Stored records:
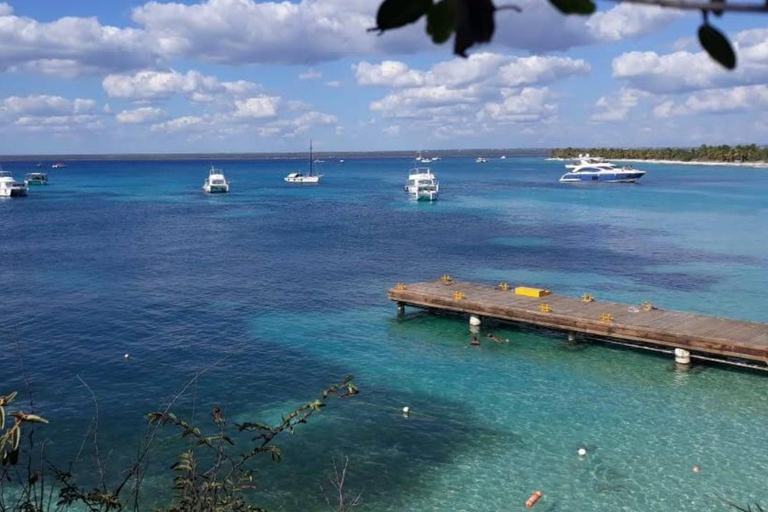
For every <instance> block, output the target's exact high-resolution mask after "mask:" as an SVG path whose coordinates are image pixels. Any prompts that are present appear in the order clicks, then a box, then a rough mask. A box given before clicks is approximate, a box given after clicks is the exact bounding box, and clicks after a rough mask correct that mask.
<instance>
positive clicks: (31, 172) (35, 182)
mask: <svg viewBox="0 0 768 512" xmlns="http://www.w3.org/2000/svg"><path fill="white" fill-rule="evenodd" d="M24 184H25V185H26V186H27V187H32V186H37V185H47V184H48V175H47V174H46V173H44V172H30V173H29V174H27V175H26V176H24Z"/></svg>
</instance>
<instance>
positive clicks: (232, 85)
mask: <svg viewBox="0 0 768 512" xmlns="http://www.w3.org/2000/svg"><path fill="white" fill-rule="evenodd" d="M102 87H103V88H104V91H106V93H107V95H108V96H110V97H112V98H122V99H127V100H134V101H136V100H159V99H167V98H170V97H171V96H174V95H177V94H182V95H186V96H188V97H189V98H190V99H191V100H192V101H195V102H199V103H206V102H211V101H214V100H215V99H216V97H217V96H221V95H231V96H244V95H247V94H251V93H253V92H254V91H257V90H258V89H259V86H258V85H257V84H255V83H253V82H246V81H243V80H240V81H237V82H221V81H219V79H218V78H216V77H214V76H206V75H203V74H201V73H199V72H197V71H194V70H192V71H187V73H185V74H182V73H179V72H178V71H173V70H171V71H151V70H143V71H139V72H138V73H136V74H134V75H109V76H107V77H105V78H104V80H103V81H102Z"/></svg>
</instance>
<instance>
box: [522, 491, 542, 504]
mask: <svg viewBox="0 0 768 512" xmlns="http://www.w3.org/2000/svg"><path fill="white" fill-rule="evenodd" d="M540 499H541V491H536V492H535V493H533V494H531V497H530V498H528V501H526V502H525V506H526V507H528V508H531V507H533V506H534V505H535V504H536V502H537V501H539V500H540Z"/></svg>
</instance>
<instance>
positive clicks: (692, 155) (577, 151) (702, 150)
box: [550, 144, 768, 163]
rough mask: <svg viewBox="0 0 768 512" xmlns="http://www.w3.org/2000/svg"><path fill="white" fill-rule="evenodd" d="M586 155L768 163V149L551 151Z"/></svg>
mask: <svg viewBox="0 0 768 512" xmlns="http://www.w3.org/2000/svg"><path fill="white" fill-rule="evenodd" d="M585 153H589V154H590V155H593V156H601V157H603V158H607V159H609V160H610V159H628V160H676V161H681V162H734V163H740V162H768V147H761V146H757V145H756V144H749V145H743V146H727V145H721V146H707V145H706V144H703V145H701V146H699V147H698V148H561V149H553V150H552V152H551V153H550V156H551V157H552V158H575V157H577V156H578V155H581V154H585Z"/></svg>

Exercise instructions =>
Return exactly the lines from the line bearing "box: [550, 144, 768, 163]" to the end of the records, inclusive of both; include no other lines.

Solution to the exercise =>
box: [550, 144, 768, 163]
rough mask: <svg viewBox="0 0 768 512" xmlns="http://www.w3.org/2000/svg"><path fill="white" fill-rule="evenodd" d="M586 155L768 163V149L551 151Z"/></svg>
mask: <svg viewBox="0 0 768 512" xmlns="http://www.w3.org/2000/svg"><path fill="white" fill-rule="evenodd" d="M585 153H589V154H590V155H593V156H601V157H603V158H607V159H609V160H610V159H628V160H676V161H681V162H734V163H740V162H768V147H761V146H757V145H756V144H749V145H743V146H727V145H721V146H707V145H706V144H703V145H701V146H699V147H698V148H561V149H553V150H552V152H551V153H550V156H551V157H552V158H575V157H577V156H578V155H581V154H585Z"/></svg>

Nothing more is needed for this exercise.